→ Required action 1
According to the Operation Pastorius post, in what year was the Bureau of Investigation augmented as the Federal Bureau?
→ Required action 2
Echo the Operation Pastorius post word for word, starting at "You cannot go" and stopping after "states) upon them.".

→ Selected extract
::::

29 August 2009
 
The Way Things Work- Part 847


(Radio Intercept Operator)
 
You cannot go far wrong in the study of history if you attribute the reasons things happen to money and sex. That is the joy and curse of the human condition; then, it is a simple matter of overlying the unique but common templates of individual tribes (or amalgams of tribes as nation states) upon them.
 
Everything is part of it; alas, it would result in a book so large that it would be quite beyond anyone’s individual ability to read it, much less write it. Remember the impact of the introduction of video CamCorders? We achieved the ability to record life in real time, endless, boring real time. So long that it took as much time to watch as it did to live.
 
There is no time for that. Check the warehouses of data at Fort Meade for the practical application. The advance of technology- and it’s weakness- are the enduring sub-text. So we will hit the highlights here and concentrate on the broad brush.
 
This is the tale of the hunt for the earthly remains of the six Nazis of Operation Pastorius yesterday with a snippet of the complex life of John Edgar Hoover. He was the proximate reason the Nazis were executed, but that is really a subset of the unique tribe he had created at the Justice Department’s Bureau of Investigation, later significantly augmented as the Federal Bureau in 1935 based on a spectacular publicity campaign by Director Hoover.
 
Regrettably, I have money issues this weekend- or better said, the need to continue to get paid, and thus am trapped in Proposal Hell writing ad hoc copy to answer some potentially lucrative government requirements. That means working Saturday and Sunday. Accordingly, we will try to set the stage for the exciting and sexy stuff today; it includes lots of money and mysterious U-Boats, but up front it represents the collision of several small tribes of dedicated and vainglorious professionals on this side of the Atlantic Ocean.

::::

[Collected data]
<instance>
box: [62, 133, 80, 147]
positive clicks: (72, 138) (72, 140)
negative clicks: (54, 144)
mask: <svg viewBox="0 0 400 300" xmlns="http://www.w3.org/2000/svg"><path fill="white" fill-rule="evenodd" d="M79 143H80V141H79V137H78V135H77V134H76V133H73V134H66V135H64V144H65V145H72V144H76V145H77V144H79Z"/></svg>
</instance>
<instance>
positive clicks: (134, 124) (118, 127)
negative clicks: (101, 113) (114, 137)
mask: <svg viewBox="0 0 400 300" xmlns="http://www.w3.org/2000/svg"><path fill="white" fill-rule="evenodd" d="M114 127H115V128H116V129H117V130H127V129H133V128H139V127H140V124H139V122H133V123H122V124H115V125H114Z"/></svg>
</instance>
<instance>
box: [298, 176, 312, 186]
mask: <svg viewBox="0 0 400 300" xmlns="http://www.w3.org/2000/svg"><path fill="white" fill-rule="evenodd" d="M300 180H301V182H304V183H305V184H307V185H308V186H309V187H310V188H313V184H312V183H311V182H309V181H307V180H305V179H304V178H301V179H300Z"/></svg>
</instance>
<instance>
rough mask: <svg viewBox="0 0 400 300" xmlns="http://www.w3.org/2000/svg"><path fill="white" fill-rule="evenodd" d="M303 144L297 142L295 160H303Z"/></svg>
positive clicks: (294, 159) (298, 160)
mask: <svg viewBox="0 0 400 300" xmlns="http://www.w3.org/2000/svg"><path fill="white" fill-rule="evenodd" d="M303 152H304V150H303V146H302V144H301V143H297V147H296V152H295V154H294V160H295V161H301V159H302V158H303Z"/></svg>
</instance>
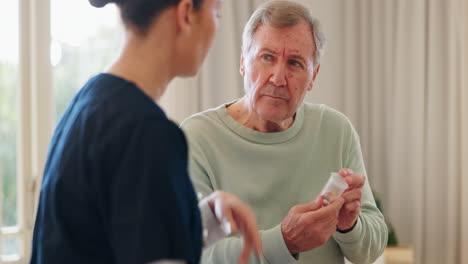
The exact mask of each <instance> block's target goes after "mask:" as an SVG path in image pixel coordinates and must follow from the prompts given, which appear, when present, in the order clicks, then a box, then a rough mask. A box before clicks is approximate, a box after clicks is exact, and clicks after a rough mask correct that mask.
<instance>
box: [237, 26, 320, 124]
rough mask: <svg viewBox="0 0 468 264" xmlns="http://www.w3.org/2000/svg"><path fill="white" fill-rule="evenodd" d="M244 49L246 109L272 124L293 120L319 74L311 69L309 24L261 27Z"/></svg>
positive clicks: (313, 50)
mask: <svg viewBox="0 0 468 264" xmlns="http://www.w3.org/2000/svg"><path fill="white" fill-rule="evenodd" d="M244 49H247V50H244V51H243V55H242V57H241V68H240V72H241V74H242V76H244V89H245V92H246V101H247V104H248V107H249V110H250V111H253V112H254V113H256V114H257V115H258V116H259V117H261V118H262V119H263V120H268V121H272V122H282V121H285V120H287V119H288V118H291V117H293V116H294V114H295V112H296V110H297V108H298V107H299V106H300V104H301V103H302V101H303V99H304V96H305V93H306V91H309V90H311V89H312V86H313V81H314V79H315V76H316V73H317V72H318V70H317V71H316V72H315V73H314V70H313V54H314V52H315V43H314V40H313V36H312V31H311V29H310V27H309V25H308V24H306V23H305V22H301V23H299V24H297V25H295V26H293V27H289V28H274V27H271V26H269V25H268V24H264V25H260V26H259V28H258V29H257V31H256V32H255V34H254V36H253V39H252V42H251V46H250V48H249V47H244Z"/></svg>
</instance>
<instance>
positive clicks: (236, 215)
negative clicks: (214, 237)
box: [207, 191, 263, 264]
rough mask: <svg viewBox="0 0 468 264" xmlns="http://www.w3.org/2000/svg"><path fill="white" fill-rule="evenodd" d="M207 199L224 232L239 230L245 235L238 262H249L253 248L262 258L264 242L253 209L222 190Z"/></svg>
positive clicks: (227, 232)
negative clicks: (221, 190)
mask: <svg viewBox="0 0 468 264" xmlns="http://www.w3.org/2000/svg"><path fill="white" fill-rule="evenodd" d="M207 199H208V205H209V206H210V208H211V211H213V213H214V215H215V216H216V218H217V219H218V221H219V223H220V224H221V225H222V227H223V229H224V232H225V233H226V234H227V235H230V234H234V233H237V232H239V233H241V234H242V236H243V237H244V248H243V250H242V253H241V256H240V257H239V261H238V263H239V264H240V263H247V261H248V260H249V257H250V253H251V251H252V249H253V250H255V252H256V253H257V257H258V258H260V259H261V257H262V255H263V253H262V242H261V240H260V235H259V233H258V226H257V220H256V218H255V215H254V213H253V212H252V210H251V209H250V208H249V207H248V206H247V205H245V204H244V203H243V202H241V201H240V200H239V199H238V198H237V197H235V196H233V195H231V194H229V193H226V192H222V191H216V192H214V193H212V194H211V195H210V196H208V197H207Z"/></svg>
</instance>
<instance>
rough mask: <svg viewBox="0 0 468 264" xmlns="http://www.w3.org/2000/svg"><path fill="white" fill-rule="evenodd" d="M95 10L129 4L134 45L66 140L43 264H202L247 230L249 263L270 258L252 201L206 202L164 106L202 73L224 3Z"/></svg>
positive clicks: (105, 72) (84, 87)
mask: <svg viewBox="0 0 468 264" xmlns="http://www.w3.org/2000/svg"><path fill="white" fill-rule="evenodd" d="M90 2H91V4H92V5H94V6H96V7H102V6H105V5H106V4H107V3H110V2H114V3H116V4H117V5H118V7H119V9H120V12H121V17H122V20H123V22H124V25H125V28H126V42H125V45H124V48H123V50H122V52H121V54H120V56H119V58H118V59H117V60H116V61H115V63H114V64H113V65H112V66H111V67H110V68H109V69H108V70H107V71H106V72H105V73H102V74H99V75H97V76H95V77H93V78H92V79H90V80H89V81H88V82H87V83H86V84H85V86H84V87H83V88H82V89H81V90H80V91H79V92H78V94H77V95H76V96H75V97H74V98H73V100H72V101H71V103H70V105H69V106H68V108H67V110H66V111H65V113H64V115H63V116H62V119H61V120H60V122H59V124H58V126H57V128H56V130H55V132H54V135H53V137H52V141H51V144H50V149H49V154H48V157H47V163H46V167H45V170H44V177H43V182H42V188H41V195H40V200H39V207H38V211H37V218H36V223H35V227H34V238H33V252H32V257H31V263H46V264H52V263H67V264H71V263H80V264H93V263H99V264H102V263H132V264H134V263H198V261H199V259H200V254H201V249H202V246H203V243H204V245H205V246H209V245H210V244H212V243H214V242H215V241H216V240H217V239H219V238H221V237H222V236H224V235H225V234H232V233H235V232H240V233H241V234H242V235H243V236H244V241H245V243H244V250H243V251H242V253H241V256H240V259H239V262H240V263H245V262H247V260H248V258H249V256H250V252H251V250H252V249H254V250H255V251H256V253H257V254H261V243H260V238H259V234H258V230H257V224H256V221H255V217H254V214H253V213H252V211H251V210H250V209H249V208H248V207H247V206H245V205H244V204H243V203H242V202H241V201H240V200H238V199H237V198H236V197H234V196H232V195H230V194H227V193H225V192H215V193H214V194H212V195H210V196H209V197H207V198H205V199H203V200H202V201H200V203H198V201H197V197H196V195H195V193H194V190H193V187H192V184H191V182H190V180H189V178H188V175H187V144H186V140H185V137H184V134H183V133H182V132H181V130H180V129H179V128H178V126H177V125H175V124H174V123H172V122H171V121H169V120H168V119H167V117H166V115H165V113H164V111H163V110H162V109H161V108H160V107H159V106H158V105H157V103H155V101H157V100H158V99H159V98H160V97H161V95H162V94H163V93H164V91H165V89H166V87H167V85H168V83H169V82H170V81H171V80H172V79H173V78H174V77H176V76H191V75H194V74H195V73H196V72H197V71H198V69H199V67H200V64H201V63H202V61H203V59H204V58H205V56H206V54H207V51H208V49H209V47H210V45H211V42H212V40H213V36H214V32H215V31H216V28H217V23H218V12H219V10H220V8H221V2H222V0H165V1H164V0H114V1H112V0H90ZM199 209H200V210H199ZM202 219H203V221H202ZM202 222H203V225H202ZM202 226H203V227H204V229H203V228H202ZM202 230H203V231H202ZM202 234H203V235H202Z"/></svg>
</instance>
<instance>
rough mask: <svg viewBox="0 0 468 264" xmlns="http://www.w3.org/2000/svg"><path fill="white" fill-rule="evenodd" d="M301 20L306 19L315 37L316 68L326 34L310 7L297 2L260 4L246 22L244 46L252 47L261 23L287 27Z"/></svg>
mask: <svg viewBox="0 0 468 264" xmlns="http://www.w3.org/2000/svg"><path fill="white" fill-rule="evenodd" d="M301 21H305V22H306V23H307V24H308V25H309V26H310V30H311V31H312V34H313V37H314V42H315V52H314V57H313V60H314V69H316V67H317V66H318V65H319V64H320V58H321V57H322V56H323V54H324V51H325V44H326V36H325V33H324V32H323V30H322V26H321V24H320V21H319V20H318V19H317V18H315V17H313V16H312V13H311V11H310V10H309V9H308V8H306V7H305V6H303V5H301V4H299V3H296V2H292V1H269V2H266V3H264V4H263V5H261V6H259V7H258V8H257V10H255V12H254V13H253V14H252V16H251V17H250V19H249V21H247V24H245V27H244V32H243V33H242V47H243V49H244V51H247V50H249V49H250V45H251V44H252V38H253V36H254V34H255V32H256V31H257V29H258V27H259V26H260V25H263V24H267V25H270V26H272V27H275V28H287V27H292V26H295V25H297V24H298V23H300V22H301Z"/></svg>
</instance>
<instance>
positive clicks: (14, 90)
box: [0, 0, 124, 263]
mask: <svg viewBox="0 0 468 264" xmlns="http://www.w3.org/2000/svg"><path fill="white" fill-rule="evenodd" d="M0 36H2V40H7V41H2V42H0V263H26V262H27V261H28V259H29V256H30V253H31V252H30V251H31V240H32V230H33V225H34V217H35V208H36V204H37V198H38V194H39V190H40V183H41V178H42V172H43V168H44V163H45V160H46V153H47V150H48V145H49V140H50V137H51V135H52V131H53V128H54V126H55V125H54V124H55V123H56V122H57V120H58V119H59V117H60V116H61V115H62V113H63V111H64V110H65V108H66V106H67V105H68V103H69V101H70V100H71V98H72V97H73V95H74V94H75V93H76V92H77V91H78V89H80V88H81V87H82V86H83V85H84V83H85V82H86V81H87V79H89V77H91V76H93V75H95V74H97V73H99V72H101V71H103V70H105V68H106V67H108V66H109V65H110V63H112V61H113V60H114V59H115V58H116V56H117V55H118V51H119V49H120V48H121V43H123V37H124V34H123V30H122V26H121V25H120V19H119V16H118V12H117V8H116V7H115V6H114V5H108V6H107V7H105V8H103V9H96V8H93V7H92V6H91V5H90V4H89V2H88V1H63V0H50V1H40V3H39V2H38V1H36V0H8V1H7V0H4V1H0ZM49 36H51V37H49Z"/></svg>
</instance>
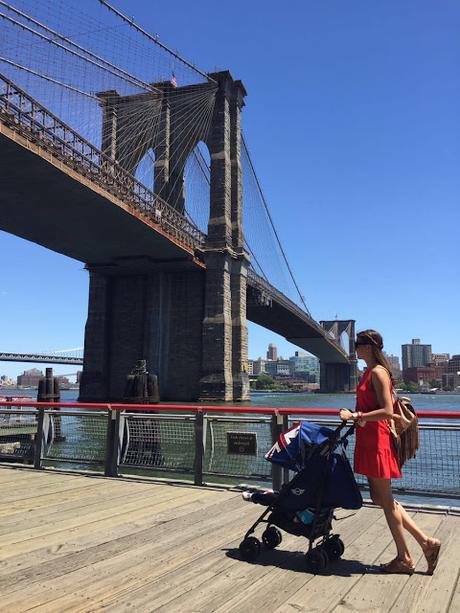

::::

→ Written solution 1
1935

→ Written solution 2
You cannot go far wrong in the study of history if you attribute the reasons things happen to money and sex. That is the joy and curse of the human condition; then, it is a simple matter of overlying the unique but common templates of individual tribes (or amalgams of tribes as nation states) upon them.